** REQUIREMENT **
The entries below contain pictures. Retype everything except those pictures, exactly as given.

** RECORDS FOR THIS EXERCISE **
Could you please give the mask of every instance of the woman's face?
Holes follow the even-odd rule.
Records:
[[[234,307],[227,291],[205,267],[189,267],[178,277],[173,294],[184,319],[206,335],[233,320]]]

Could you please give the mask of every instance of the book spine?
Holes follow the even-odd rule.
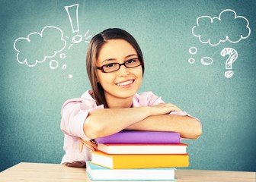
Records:
[[[178,144],[180,141],[180,133],[174,132],[120,132],[97,139],[98,143],[104,144]]]

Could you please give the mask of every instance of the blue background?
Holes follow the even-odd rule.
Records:
[[[78,33],[72,32],[64,8],[74,4],[79,5]],[[146,72],[139,91],[151,90],[200,119],[202,136],[186,141],[190,145],[189,169],[255,171],[255,1],[6,0],[0,5],[0,171],[21,162],[61,162],[62,105],[90,89],[85,41],[109,27],[127,30],[141,46]],[[192,34],[197,17],[219,17],[226,9],[248,20],[251,34],[247,39],[212,46]],[[226,30],[240,35],[245,25],[233,23],[226,21],[223,29],[213,31],[209,27],[202,33],[211,31],[213,39]],[[46,26],[62,31],[65,49],[34,67],[20,64],[14,41],[40,33]],[[72,42],[72,37],[84,36],[80,42]],[[48,35],[48,46],[34,40],[32,47],[19,46],[19,49],[31,49],[27,54],[37,58],[57,47],[58,36]],[[196,54],[189,52],[191,47],[197,49]],[[226,47],[235,49],[238,55],[231,78],[224,76],[229,56],[220,55]],[[202,64],[203,57],[212,58],[213,63]],[[194,63],[190,64],[189,58]]]

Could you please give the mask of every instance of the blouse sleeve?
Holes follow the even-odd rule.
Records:
[[[85,104],[83,99],[73,99],[66,101],[61,110],[62,131],[66,134],[85,140],[90,140],[84,133],[84,122],[91,111],[100,108],[102,108],[102,105],[90,107],[88,104]]]
[[[165,102],[162,99],[161,97],[158,97],[155,96],[154,93],[152,92],[148,92],[148,105],[152,106],[152,105],[156,105],[161,103],[165,103]],[[197,119],[200,124],[201,124],[200,120],[195,117],[191,116],[190,115],[187,114],[186,111],[171,111],[168,115],[184,115],[184,116],[189,116],[193,118]]]

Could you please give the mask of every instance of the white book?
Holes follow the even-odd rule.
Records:
[[[109,169],[86,162],[86,172],[92,180],[174,180],[174,168]]]
[[[186,154],[187,144],[98,144],[107,154]]]

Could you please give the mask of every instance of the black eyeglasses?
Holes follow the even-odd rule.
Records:
[[[143,63],[139,58],[129,59],[123,64],[119,63],[109,63],[102,67],[97,67],[103,73],[111,73],[118,71],[122,65],[127,68],[133,68],[142,65]]]

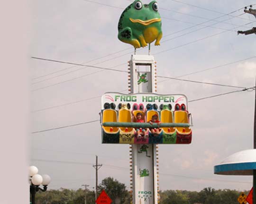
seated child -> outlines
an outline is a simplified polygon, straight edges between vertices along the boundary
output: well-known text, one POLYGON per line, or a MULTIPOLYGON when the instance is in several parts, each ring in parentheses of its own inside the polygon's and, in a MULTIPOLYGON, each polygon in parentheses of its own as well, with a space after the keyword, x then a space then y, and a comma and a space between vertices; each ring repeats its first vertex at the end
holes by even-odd
MULTIPOLYGON (((153 123, 157 123, 157 125, 159 125, 161 123, 161 121, 158 120, 158 116, 156 114, 153 115, 151 118, 151 120, 149 121, 148 122, 151 125, 152 125, 153 123)), ((155 128, 150 129, 150 131, 153 134, 159 135, 160 131, 160 128, 155 128)))
MULTIPOLYGON (((136 117, 135 119, 135 122, 139 123, 144 123, 144 120, 142 118, 143 115, 141 112, 138 112, 136 114, 136 117)), ((140 138, 141 136, 145 136, 145 138, 148 136, 147 134, 145 134, 146 130, 145 129, 142 129, 142 128, 137 128, 136 129, 136 132, 137 132, 137 136, 138 138, 140 138)))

** OUTPUT FOR THIS TASK **
Could you please give the mask of every instance of the woman's face?
Holes follow the even-odd rule.
Records:
[[[234,307],[227,291],[205,267],[189,267],[178,277],[173,294],[184,319],[206,335],[233,320]]]

Could you please give the mask of every instance of the book spine?
Holes follow the even-odd rule.
Records:
[[[178,144],[180,141],[180,133],[174,132],[120,132],[97,139],[98,143],[104,144]]]

Could you please give the mask of every instance of the blue background?
Holes follow the even-odd rule.
Records:
[[[78,33],[72,32],[64,8],[74,4],[79,5]],[[146,72],[139,91],[151,90],[200,119],[202,136],[186,141],[190,145],[189,169],[255,171],[255,1],[6,0],[0,5],[0,171],[21,162],[61,162],[62,105],[90,89],[85,41],[109,27],[127,30],[141,46]],[[192,34],[197,17],[219,17],[226,9],[248,20],[251,34],[247,39],[212,46]],[[226,30],[240,35],[245,25],[233,23],[226,21],[223,29],[213,31],[209,27],[202,33],[211,31],[213,39]],[[46,26],[62,31],[65,49],[34,67],[20,64],[14,41],[40,33]],[[72,42],[72,37],[84,36],[80,42]],[[48,35],[48,46],[34,40],[32,47],[19,46],[19,49],[31,49],[27,54],[37,58],[57,47],[58,36]],[[196,54],[189,52],[191,47],[197,49]],[[226,47],[235,49],[238,55],[231,78],[224,76],[229,56],[220,55]],[[202,64],[203,57],[212,58],[213,63]],[[194,63],[190,64],[189,58]]]

Could you please give the mask of every instance of the blouse sleeve?
Holes follow the even-odd rule.
Records:
[[[85,104],[83,99],[73,99],[66,101],[61,110],[62,131],[66,134],[85,140],[90,140],[84,133],[84,122],[91,111],[100,108],[102,108],[102,105],[90,107],[88,104]]]
[[[165,102],[162,99],[161,97],[158,97],[155,96],[154,93],[152,92],[148,92],[148,105],[152,106],[152,105],[156,105],[161,103],[165,103]],[[197,119],[200,124],[201,124],[200,120],[195,117],[191,116],[190,115],[187,114],[186,111],[171,111],[168,115],[184,115],[184,116],[189,116],[193,118]]]

Could you please give the mask of every instance of the white book?
Holes follow the even-odd rule.
Records:
[[[109,169],[86,162],[86,172],[92,180],[174,180],[174,168]]]
[[[186,154],[187,144],[98,144],[107,154]]]

Could you please give the mask of every instance of the black eyeglasses?
Holes follow the even-odd rule.
Records:
[[[143,63],[139,58],[129,59],[123,64],[119,63],[109,63],[102,67],[97,67],[103,73],[111,73],[118,71],[122,65],[127,68],[133,68],[142,65]]]

seated child -> outlines
an outline is a simplified polygon, straight edges between vertices along the boundary
output: well-known text, one POLYGON per line, or a MULTIPOLYGON when the instance is in several parts, each ring in parentheses of its own inside the polygon's and, in a MULTIPOLYGON, each polygon in parentheses of its own as well, with a space after the keyword, x then a space then y, and a comma and a space between vertices; each ring repeats its first vertex at the end
holes by even-odd
MULTIPOLYGON (((153 123, 157 123, 157 125, 159 125, 161 123, 161 121, 158 120, 158 116, 156 114, 153 115, 151 118, 151 120, 149 121, 148 122, 151 125, 152 125, 153 123)), ((155 128, 150 129, 150 131, 153 134, 159 135, 160 131, 160 128, 155 128)))
MULTIPOLYGON (((136 117, 135 119, 135 122, 139 123, 144 123, 144 120, 142 118, 143 115, 141 112, 138 112, 136 114, 136 117)), ((140 138, 141 136, 145 136, 145 138, 148 136, 147 134, 145 134, 146 130, 145 129, 142 129, 142 128, 137 128, 136 129, 136 132, 137 132, 137 136, 138 138, 140 138)))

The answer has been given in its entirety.